Data supplied>

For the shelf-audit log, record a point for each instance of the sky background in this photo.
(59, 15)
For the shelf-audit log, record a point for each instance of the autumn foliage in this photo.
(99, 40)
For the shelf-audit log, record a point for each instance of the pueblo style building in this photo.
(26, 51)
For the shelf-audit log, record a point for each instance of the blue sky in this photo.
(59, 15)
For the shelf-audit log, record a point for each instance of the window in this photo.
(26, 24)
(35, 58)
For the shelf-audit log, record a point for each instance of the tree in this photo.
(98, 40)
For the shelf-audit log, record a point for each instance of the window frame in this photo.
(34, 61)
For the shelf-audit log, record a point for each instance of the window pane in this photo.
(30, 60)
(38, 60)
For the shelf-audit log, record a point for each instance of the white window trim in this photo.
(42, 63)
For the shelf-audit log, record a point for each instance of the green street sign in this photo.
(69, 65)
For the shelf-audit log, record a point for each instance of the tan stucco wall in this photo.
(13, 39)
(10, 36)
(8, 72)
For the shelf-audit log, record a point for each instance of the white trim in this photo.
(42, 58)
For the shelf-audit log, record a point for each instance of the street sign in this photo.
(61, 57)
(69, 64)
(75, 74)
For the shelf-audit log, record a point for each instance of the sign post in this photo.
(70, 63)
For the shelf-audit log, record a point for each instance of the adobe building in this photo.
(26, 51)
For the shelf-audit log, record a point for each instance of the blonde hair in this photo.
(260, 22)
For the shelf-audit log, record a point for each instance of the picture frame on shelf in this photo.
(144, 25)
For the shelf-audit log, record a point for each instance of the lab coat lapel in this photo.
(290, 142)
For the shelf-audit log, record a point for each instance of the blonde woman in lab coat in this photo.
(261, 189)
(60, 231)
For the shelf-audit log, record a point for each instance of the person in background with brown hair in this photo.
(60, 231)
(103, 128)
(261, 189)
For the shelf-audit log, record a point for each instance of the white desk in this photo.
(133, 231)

Exercise directions>
What you return should match the listing above exactly.

Exercise result>
For the shelf-audit log, record a point for each instance of the sky background in this photo.
(59, 15)
For the shelf-audit log, record a point for each instance of the autumn foliage in this photo.
(99, 40)
For the shelf-audit log, record a point for each instance of the pueblo style building in this photo.
(26, 51)
For the shelf-audit log, record a point for each instance of the blue sky in this photo.
(59, 15)
For the shelf-audit log, record a point for each instance of the window in this photo.
(26, 24)
(35, 58)
For the shelf-audit log, record a point for each instance of the tree in this photo.
(98, 40)
For the shelf-audit log, record a point for each instance of the window frame in this photo.
(34, 61)
For the shelf-audit log, record a point for each instance of the window pane in this photo.
(30, 60)
(38, 60)
For the shelf-audit log, record a point for each instance of the white window trim in this photo.
(42, 63)
For the shelf-audit log, record a point for each instance of the green street sign in this photo.
(69, 65)
For the shelf-audit log, record a point for each instance of the tan stucco wall in this photo.
(13, 39)
(10, 36)
(8, 72)
For the shelf-audit log, record a point for each instance of the white trim in this photo.
(42, 58)
For the shelf-audit log, record a point for each instance of the street sign in this photo.
(61, 57)
(69, 64)
(75, 74)
For the shelf-audit log, record a point for each instance of the sign post in this photo.
(70, 63)
For the shelf-audit log, record a point for each instance of the adobe building in this photo.
(26, 51)
For the shelf-audit log, record a point for each instance of the blonde hair in this photo.
(260, 22)
For the shelf-audit log, record a point for each instance of the picture frame on shelf in this photo.
(144, 25)
For the shelf-audit log, record a point for each instance of the lab coat lapel in this photo.
(290, 142)
For the shelf-audit log, record a point for each instance of the blonde woman in lab coat in this photo.
(261, 189)
(60, 231)
For the shelf-audit log, record a point for each instance of the person in background with brown hair in this photo.
(60, 231)
(103, 128)
(261, 189)
For the shelf-audit log, record a point for each instance of the white desk in this photo.
(133, 231)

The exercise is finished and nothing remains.